BEGIN Entries supplied

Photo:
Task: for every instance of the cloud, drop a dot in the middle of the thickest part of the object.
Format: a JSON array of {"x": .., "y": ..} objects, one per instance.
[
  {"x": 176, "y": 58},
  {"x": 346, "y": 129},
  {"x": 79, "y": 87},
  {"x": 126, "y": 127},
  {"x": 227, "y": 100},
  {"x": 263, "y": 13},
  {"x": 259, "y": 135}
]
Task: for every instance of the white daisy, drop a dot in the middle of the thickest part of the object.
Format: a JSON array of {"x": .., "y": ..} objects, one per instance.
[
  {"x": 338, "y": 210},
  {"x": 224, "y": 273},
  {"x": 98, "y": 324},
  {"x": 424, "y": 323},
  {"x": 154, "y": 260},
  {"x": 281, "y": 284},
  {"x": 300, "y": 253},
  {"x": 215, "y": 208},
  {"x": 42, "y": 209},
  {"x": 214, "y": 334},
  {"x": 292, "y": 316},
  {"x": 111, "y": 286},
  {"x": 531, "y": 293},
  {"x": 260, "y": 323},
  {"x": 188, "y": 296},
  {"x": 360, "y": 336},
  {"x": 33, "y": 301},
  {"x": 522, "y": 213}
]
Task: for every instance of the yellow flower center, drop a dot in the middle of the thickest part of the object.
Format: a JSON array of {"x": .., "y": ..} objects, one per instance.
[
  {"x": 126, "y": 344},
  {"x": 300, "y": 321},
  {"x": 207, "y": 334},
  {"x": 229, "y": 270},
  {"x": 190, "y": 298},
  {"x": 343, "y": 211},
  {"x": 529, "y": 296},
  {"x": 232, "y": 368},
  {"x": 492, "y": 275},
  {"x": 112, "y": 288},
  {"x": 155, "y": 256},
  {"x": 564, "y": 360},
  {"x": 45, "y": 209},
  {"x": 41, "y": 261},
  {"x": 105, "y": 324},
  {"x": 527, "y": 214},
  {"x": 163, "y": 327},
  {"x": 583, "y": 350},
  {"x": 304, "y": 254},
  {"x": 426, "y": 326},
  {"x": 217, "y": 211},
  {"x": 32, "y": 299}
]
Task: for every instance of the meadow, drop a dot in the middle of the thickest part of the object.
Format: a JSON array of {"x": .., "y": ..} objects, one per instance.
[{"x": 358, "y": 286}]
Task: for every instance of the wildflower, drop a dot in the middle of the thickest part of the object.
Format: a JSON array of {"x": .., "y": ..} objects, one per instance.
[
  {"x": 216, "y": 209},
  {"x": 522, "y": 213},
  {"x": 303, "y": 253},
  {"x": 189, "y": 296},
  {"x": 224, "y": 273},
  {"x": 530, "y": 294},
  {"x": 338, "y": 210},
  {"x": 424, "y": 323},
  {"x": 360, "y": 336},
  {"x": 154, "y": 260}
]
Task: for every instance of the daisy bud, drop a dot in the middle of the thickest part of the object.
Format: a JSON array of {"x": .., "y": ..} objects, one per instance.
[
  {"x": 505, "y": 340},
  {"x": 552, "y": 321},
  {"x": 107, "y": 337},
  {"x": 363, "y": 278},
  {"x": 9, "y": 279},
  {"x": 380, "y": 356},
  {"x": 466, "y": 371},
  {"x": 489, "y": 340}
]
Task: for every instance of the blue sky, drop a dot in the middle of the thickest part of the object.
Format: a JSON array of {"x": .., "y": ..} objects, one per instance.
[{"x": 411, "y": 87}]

END Entries supplied

What is expected =
Search the data for "daisy" and list every line in which it occurs.

Solution to the problem =
Task: for every instance of the white daisy, drop a dot in the middle of the thickest part of the object.
Task: for every instance of the daisy bud, drop a dot in the middle of the thickest part of the object.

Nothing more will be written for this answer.